In the Bachman & Turner page, what is the title of the track Randy Bachman sent Fred Turner to add vocals to?

### [Page]
============================================================

- Origin: Winnipeg, Manitoba, Canada
- Genres: Rock, Hard rock, Classic rock
- Years active: 2009-2018
- Labels: Linus Entertainment (Distribution through eOne), RBE, Eagle Records, Cadiz Music
- Spinoff of: Bachman-Turner Overdrive
- Past members: Fred Turner Randy Bachman Mick Dalla-Vee Marc LaFrance Brent Howard Knudsen
- Website: bachmanandturner.com (defunct)

= Bachman & Turner =

Canadian rock band

Bachman & Turner was a musical project formed by Randy Bachman and Fred Turner, which followed the dissolution of Bachman–Turner Overdrive, though the band would later reform in 2023.

==Band history==
The collaboration started out as a Randy Bachman solo project, but Bachman decided to try to get Fred Turner from his old BTO days to contribute vocals on a track:

...So I sent him one called "Rock n' Roll is the Only Way Out". And he sent me the track back and I went, "Unbelievable! Oh my goodness, I can't believe it!" Me and him together, there's this magic, like a Jagger and Richards kind of thing. I e-mailed him and said, "Do you have any more songs? Fred, I'm willing to change my solo album and it can become a Bachman & Turner album." He said, "Sounds pretty good. I got really excited about doing this song." So he sent me four or five of his songs and I sent him more of mine. And we got together just before Christmas, in December (2009), in Winnipeg.

============================================================

### [Dataset records]
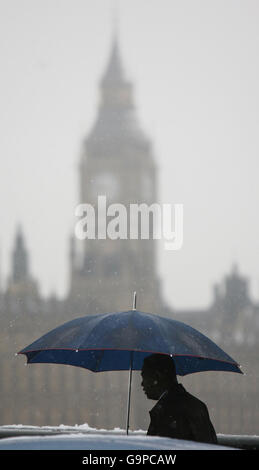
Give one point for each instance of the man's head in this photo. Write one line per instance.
(158, 374)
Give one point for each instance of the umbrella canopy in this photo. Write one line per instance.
(121, 341)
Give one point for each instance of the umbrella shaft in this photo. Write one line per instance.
(129, 392)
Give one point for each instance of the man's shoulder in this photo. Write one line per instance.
(184, 399)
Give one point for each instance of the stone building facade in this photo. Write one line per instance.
(117, 162)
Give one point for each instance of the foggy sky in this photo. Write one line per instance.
(194, 66)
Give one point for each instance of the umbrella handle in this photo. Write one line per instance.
(129, 392)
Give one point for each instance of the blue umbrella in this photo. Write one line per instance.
(121, 341)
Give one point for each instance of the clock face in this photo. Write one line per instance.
(104, 184)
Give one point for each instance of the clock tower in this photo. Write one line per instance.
(116, 162)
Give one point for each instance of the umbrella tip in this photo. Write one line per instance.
(134, 300)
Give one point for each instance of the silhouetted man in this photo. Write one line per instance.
(177, 414)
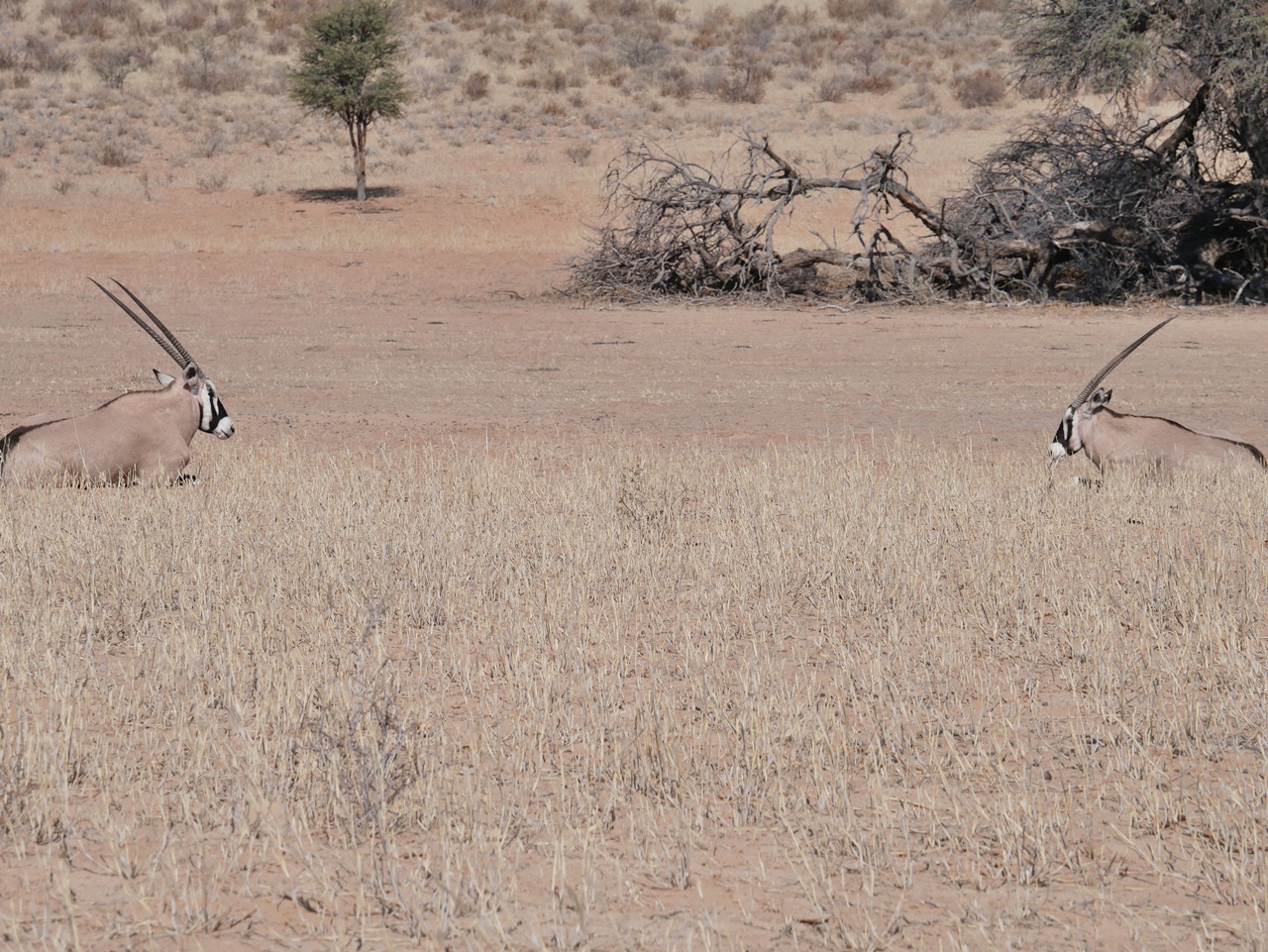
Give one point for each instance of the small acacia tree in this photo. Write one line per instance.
(348, 71)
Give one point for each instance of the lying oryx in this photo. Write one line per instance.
(1157, 443)
(143, 435)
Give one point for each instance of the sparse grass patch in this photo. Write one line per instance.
(978, 89)
(444, 679)
(212, 182)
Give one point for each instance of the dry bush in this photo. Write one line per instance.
(981, 87)
(211, 70)
(855, 10)
(90, 18)
(833, 89)
(429, 697)
(745, 81)
(40, 53)
(114, 150)
(476, 85)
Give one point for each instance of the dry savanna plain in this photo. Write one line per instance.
(516, 620)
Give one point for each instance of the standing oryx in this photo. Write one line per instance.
(1157, 443)
(143, 435)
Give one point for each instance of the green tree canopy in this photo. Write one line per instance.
(348, 71)
(1214, 51)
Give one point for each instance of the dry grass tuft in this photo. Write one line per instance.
(589, 697)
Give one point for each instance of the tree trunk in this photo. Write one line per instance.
(1253, 135)
(357, 134)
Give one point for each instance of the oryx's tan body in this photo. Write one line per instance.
(139, 436)
(1113, 439)
(143, 435)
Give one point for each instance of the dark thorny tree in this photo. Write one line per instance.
(1082, 205)
(348, 71)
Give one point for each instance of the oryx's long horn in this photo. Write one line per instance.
(1105, 371)
(171, 346)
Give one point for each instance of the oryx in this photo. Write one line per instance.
(1157, 443)
(143, 435)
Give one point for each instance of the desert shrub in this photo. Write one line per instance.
(642, 49)
(621, 9)
(188, 18)
(212, 182)
(207, 71)
(579, 153)
(832, 89)
(874, 81)
(112, 151)
(89, 18)
(979, 89)
(676, 81)
(476, 85)
(42, 54)
(745, 81)
(852, 10)
(113, 64)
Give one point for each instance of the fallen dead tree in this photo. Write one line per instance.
(1074, 208)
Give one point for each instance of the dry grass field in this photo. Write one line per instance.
(516, 621)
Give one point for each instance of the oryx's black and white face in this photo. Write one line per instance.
(1068, 440)
(212, 416)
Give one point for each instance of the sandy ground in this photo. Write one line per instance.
(475, 349)
(347, 348)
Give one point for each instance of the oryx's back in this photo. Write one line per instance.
(143, 435)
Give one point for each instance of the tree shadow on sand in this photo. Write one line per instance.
(347, 194)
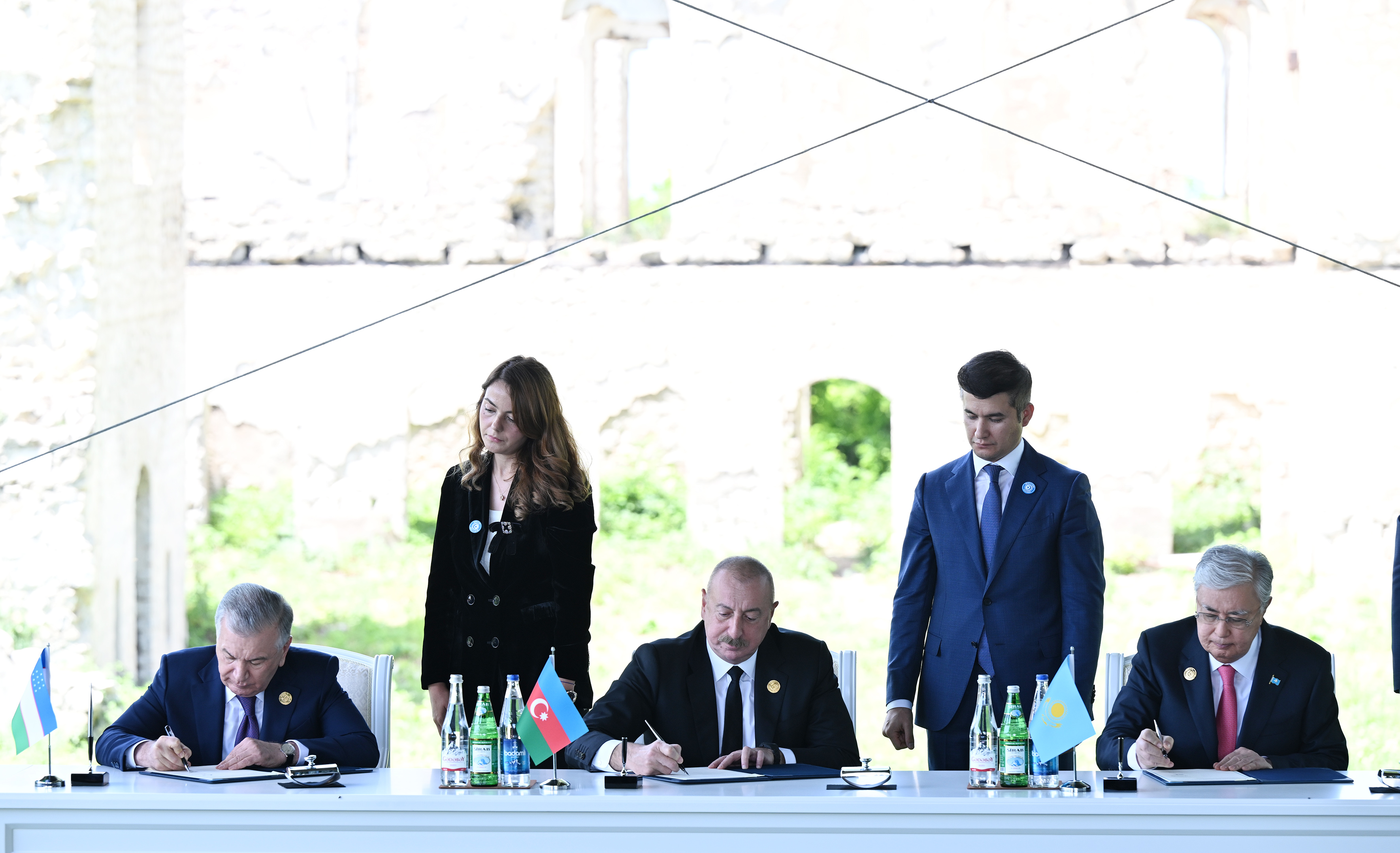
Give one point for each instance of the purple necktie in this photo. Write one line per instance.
(248, 729)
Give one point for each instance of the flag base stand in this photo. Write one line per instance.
(554, 786)
(51, 781)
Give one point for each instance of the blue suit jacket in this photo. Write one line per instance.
(1291, 716)
(188, 696)
(1042, 594)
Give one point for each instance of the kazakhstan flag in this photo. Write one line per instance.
(1062, 722)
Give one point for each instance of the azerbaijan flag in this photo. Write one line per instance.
(551, 721)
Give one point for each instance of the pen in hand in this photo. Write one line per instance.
(658, 737)
(184, 761)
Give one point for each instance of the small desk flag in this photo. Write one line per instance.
(1062, 722)
(551, 721)
(34, 718)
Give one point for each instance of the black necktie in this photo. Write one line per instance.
(733, 715)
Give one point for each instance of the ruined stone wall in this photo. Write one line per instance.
(93, 304)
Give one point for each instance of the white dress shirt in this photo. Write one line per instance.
(982, 484)
(486, 552)
(1244, 681)
(233, 719)
(720, 669)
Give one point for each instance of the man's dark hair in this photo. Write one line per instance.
(995, 373)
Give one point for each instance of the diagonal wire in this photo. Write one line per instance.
(569, 245)
(938, 98)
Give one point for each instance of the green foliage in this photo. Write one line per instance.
(842, 503)
(423, 505)
(653, 227)
(251, 519)
(643, 502)
(1223, 506)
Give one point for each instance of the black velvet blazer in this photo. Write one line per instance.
(537, 596)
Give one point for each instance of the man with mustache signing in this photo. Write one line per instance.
(735, 691)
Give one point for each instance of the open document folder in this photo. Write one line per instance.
(771, 774)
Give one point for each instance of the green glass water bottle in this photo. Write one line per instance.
(485, 742)
(1014, 743)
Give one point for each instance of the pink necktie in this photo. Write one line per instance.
(1227, 716)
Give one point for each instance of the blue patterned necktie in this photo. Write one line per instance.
(248, 729)
(990, 527)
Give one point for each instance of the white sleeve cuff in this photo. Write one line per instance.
(129, 757)
(603, 760)
(1130, 749)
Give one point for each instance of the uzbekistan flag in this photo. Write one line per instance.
(34, 718)
(551, 721)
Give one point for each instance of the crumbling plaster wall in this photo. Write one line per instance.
(93, 306)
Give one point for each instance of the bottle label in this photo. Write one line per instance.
(454, 760)
(482, 758)
(983, 761)
(514, 758)
(1016, 760)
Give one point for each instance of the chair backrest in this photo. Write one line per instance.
(370, 684)
(845, 666)
(1116, 669)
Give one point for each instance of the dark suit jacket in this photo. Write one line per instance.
(673, 684)
(1042, 594)
(1293, 723)
(188, 696)
(537, 596)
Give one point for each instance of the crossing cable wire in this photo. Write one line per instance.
(937, 101)
(569, 245)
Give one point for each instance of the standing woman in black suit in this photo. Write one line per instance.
(513, 570)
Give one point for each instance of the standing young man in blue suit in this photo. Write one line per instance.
(1002, 572)
(250, 699)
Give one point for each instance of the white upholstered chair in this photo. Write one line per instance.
(845, 666)
(370, 684)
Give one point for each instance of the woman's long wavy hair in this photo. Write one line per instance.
(548, 470)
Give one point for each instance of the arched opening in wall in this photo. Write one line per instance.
(839, 505)
(142, 577)
(1219, 498)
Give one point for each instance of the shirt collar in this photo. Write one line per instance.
(1008, 463)
(722, 667)
(1245, 666)
(233, 696)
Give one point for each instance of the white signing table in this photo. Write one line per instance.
(404, 809)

============================================================

### [Complete answer]
"Rock n' Roll is the Only Way Out"